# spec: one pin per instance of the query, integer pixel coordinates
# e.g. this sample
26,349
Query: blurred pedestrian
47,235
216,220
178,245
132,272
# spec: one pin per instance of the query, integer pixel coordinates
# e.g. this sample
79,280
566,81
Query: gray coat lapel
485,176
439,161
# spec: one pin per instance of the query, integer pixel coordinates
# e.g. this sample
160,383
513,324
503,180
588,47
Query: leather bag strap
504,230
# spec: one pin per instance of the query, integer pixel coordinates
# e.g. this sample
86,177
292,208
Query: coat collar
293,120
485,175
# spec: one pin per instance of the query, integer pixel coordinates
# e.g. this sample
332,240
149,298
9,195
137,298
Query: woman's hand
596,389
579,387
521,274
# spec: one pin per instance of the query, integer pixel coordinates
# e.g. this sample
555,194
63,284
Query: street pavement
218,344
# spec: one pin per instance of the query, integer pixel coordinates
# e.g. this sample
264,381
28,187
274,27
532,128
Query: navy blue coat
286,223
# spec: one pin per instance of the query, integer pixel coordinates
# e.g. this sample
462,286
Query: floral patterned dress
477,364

WHAT IS BEING ASKED → Reproduce the full set of entries above exactly, without dropping a line.

ANSWER BELOW →
# spec: one pin per instance of the query, integer pixel coordinates
# e.g. this sample
26,349
Query: blurred pedestrian
47,235
216,220
178,245
132,272
# spec: one pin per instance of the query, integer pixel coordinates
# e.g. this sample
79,280
566,81
Query: gray coat lapel
485,176
439,161
# spec: one pin per instance of the query, integer pixel coordinates
# e.g. this sample
160,383
513,324
503,180
588,47
Query: leather bag strap
504,230
# spec: one pin per instance of the query, integer pixel coordinates
# e.g. this sample
86,177
292,208
Query: coat collar
293,120
485,175
# spec: one pin per instance of the query, integer pixel coordinates
# e.g. this sample
332,240
149,298
9,195
137,298
Query: woman's hand
596,389
579,387
521,274
# spec: one pin per instance of the query, integer pixel coordinates
# e.g. this sample
555,194
63,284
Query: street pavement
218,344
# spec: one pin per instance of the query, integer pixel coordinates
# e.g. this sample
264,381
28,187
274,27
532,128
Query: navy blue coat
286,223
# spec: one pin per instance of the query, integer pixel coordinates
# e.g. this sample
462,286
Query: floral patterned dress
477,364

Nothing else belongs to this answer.